This is a common accusation against simulation: the Brits advanced it to us to explain why they were still using live troops in the field to exercise formation HQs (a practice we hopefully stopped some time ago). It says more about the user than about the sim system.

This accusation is only true if you decide at the outset that in your simulation exercise you aren't going to present the training audience with any nasty problems. If you want to design and conduct a simex that runs like a cloth model weith no hiccups: fill your boots.

This, IMHO, is a misuse of simulation systems' great capability to replicate complex, dynamic problems in a way that we could probably never afford to do, then to go back and repeat it, review it, and, if needed "do over" until we work out a useful solution. Believe me, using the array of sim systems we have readily available in the Army today (if we use them properly) we can throw in any problem we want, and stress an HQ to the breaking point (or break it).

A well-designed and run digital simulated environment by itself can't make people cold, hungry, frightened and wet, but it can most definitely make them confused, tired and stressed. In terms of training the HQ as a thinking, planning and coordinating machine, JCATS, VBS, Simspeak, role players, simulated media broadcasts, etc, etc when used in concert can produce results on HQs that are at least as demanding as anything you could reproduce in the field, and probably moreso.

Cheers


----------



## Infanteer (24 Nov 2010)

pbi said:
			
		

> This is a common accusation against simulation: the Brits advanced it to us to explain why they were still using live troops in the field to exercise formation HQs (a practice we hopefully stopped some time ago). It says more about the user than about the sim system.
> 
> This accusation is only true if you decide at the outset that in your simulation exercise you aren't going to present the training audience with any nasty problems. If you want to design and conduct a simex that runs like a cloth model weith no hiccups: fill your boots.



I'll disagree with this.  Sure, a good simulation can recreate nasty events for staff, but simulation can't train the formation as a whole.  Platoon and company commanders can get good at their level in a vacuum (it's nice to do a right flanking when there is nothing to your right) but the formation as a whole needs exposure to things like moving hundreds of vehicles through the same spot with the enemy trying to do something to you.  I've seen the friction this can produce at the Battle Group level both in training and operations, and I can only imagine that it gets more complex the next level up.

I'll go back to my original comment and buttress it by saying training a formation commander is more than just exercising him and his staff (although that is certainly part of it).  Your COs do a good job running level 5 ranges, but do they work well together moving thousands of soldiers around a dynamic environment?  How does the staff work in this environment?  No amount of moving icons on a screen from a comfy chair is going to tell you this.


----------



## Edward Campbell (24 Nov 2010)

pbi said:
			
		

> This is a common accusation against simulation: the Brits advanced it to us to explain why they were still using live troops in the field to exercise formation HQs (a practice we hopefully stopped some time ago). It says more about the user than about the sim system.
> 
> This accusation is only true if you decide at the outset that in your simulation exercise you aren't going to present the training audience with any nasty problems. If you want to design and conduct a simex that runs like a cloth model weith no hiccups: fill your boots.
> 
> ...
※
#### [What this exercise asks]
A – According to the forum thread, what can a well-designed digital simulated environment make people feel, even though it cannot make them cold, hungry, frightened and wet?
B – Rewrite the part of the forum thread that opens with "This, IMHO, is" and closes with "(or break it).", putting "limit" in place of "breaking point".

#### [Collected data]
※
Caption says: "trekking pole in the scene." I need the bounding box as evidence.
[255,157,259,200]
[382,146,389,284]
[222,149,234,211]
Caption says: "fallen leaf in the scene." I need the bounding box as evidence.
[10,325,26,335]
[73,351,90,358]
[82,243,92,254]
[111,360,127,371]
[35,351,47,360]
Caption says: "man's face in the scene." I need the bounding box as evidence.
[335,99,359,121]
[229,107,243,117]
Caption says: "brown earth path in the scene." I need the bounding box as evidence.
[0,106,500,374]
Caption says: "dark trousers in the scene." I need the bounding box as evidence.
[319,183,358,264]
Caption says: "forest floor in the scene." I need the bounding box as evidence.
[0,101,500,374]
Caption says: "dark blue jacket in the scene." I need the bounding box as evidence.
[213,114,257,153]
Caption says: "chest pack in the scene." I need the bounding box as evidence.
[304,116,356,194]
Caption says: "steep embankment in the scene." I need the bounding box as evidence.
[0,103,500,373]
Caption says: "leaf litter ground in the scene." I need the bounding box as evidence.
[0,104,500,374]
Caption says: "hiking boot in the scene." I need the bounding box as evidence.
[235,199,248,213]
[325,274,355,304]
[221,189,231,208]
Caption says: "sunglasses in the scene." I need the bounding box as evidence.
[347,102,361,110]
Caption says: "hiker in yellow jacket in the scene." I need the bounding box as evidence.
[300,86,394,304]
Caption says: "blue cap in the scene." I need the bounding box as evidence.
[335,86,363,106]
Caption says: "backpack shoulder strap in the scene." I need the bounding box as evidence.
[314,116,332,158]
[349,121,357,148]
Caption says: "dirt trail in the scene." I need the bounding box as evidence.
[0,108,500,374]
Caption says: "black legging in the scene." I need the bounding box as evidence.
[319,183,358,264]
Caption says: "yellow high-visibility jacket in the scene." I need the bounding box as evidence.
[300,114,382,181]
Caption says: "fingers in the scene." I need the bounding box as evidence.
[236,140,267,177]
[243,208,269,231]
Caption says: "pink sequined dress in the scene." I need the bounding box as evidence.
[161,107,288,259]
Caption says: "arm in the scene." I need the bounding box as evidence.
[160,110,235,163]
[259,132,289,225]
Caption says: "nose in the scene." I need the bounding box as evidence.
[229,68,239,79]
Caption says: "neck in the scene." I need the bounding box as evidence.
※
#### [Solutions]
A – Confused, tired and stressed.

B –
This, IMHO, is a misuse of simulation systems' great capability to replicate complex, dynamic problems in a way that we could probably never afford to do, then to go back and repeat it, review it, and, if needed "do over" until we work out a useful solution. Believe me, using the array of sim systems we have readily available in the Army today (if we use them properly) we can throw in any problem we want, and stress an HQ to the limit (or break it).